#### Written task:
Rewrite the part of the items that begins with the line containing "red running track." and ends with the line containing "[639,610,676,724]", keeping every line, and raise each bounding-box coordinate by 29.

━━━━━ Information given

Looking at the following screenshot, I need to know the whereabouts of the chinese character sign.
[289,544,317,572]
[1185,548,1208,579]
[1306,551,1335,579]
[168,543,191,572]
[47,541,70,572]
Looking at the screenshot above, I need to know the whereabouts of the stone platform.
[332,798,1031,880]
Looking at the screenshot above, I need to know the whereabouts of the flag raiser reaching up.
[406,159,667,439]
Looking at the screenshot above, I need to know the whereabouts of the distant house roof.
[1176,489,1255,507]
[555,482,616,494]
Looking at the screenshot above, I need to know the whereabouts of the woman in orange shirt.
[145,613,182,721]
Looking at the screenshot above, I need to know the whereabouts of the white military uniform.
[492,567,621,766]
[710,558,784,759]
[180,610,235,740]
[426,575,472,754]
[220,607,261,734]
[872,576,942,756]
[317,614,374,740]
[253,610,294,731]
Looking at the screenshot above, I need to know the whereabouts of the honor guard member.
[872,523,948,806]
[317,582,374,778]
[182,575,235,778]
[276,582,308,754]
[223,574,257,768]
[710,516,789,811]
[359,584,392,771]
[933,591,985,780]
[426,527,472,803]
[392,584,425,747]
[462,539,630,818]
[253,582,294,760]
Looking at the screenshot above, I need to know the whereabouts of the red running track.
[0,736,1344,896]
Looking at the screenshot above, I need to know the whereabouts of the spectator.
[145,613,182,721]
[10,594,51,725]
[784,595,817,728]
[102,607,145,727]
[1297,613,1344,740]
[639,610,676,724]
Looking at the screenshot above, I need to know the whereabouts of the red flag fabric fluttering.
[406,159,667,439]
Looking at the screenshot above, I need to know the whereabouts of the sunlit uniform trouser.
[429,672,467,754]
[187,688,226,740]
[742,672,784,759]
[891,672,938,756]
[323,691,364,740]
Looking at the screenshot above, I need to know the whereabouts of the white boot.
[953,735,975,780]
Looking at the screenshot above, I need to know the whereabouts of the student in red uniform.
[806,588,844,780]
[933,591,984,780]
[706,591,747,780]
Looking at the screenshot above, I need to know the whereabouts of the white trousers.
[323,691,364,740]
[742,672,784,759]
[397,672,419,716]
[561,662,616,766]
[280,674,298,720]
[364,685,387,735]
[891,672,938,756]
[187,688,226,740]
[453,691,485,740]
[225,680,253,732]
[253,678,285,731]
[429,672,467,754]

━━━━━━━━━━

#### Output:
Looking at the screenshot above, I need to know the whereabouts of the red running track.
[29,765,1373,925]
Looking at the screenshot above, I need to know the whereabouts of the spectator.
[174,642,211,750]
[39,623,80,754]
[813,624,846,757]
[131,636,174,756]
[1326,642,1373,769]
[668,639,705,753]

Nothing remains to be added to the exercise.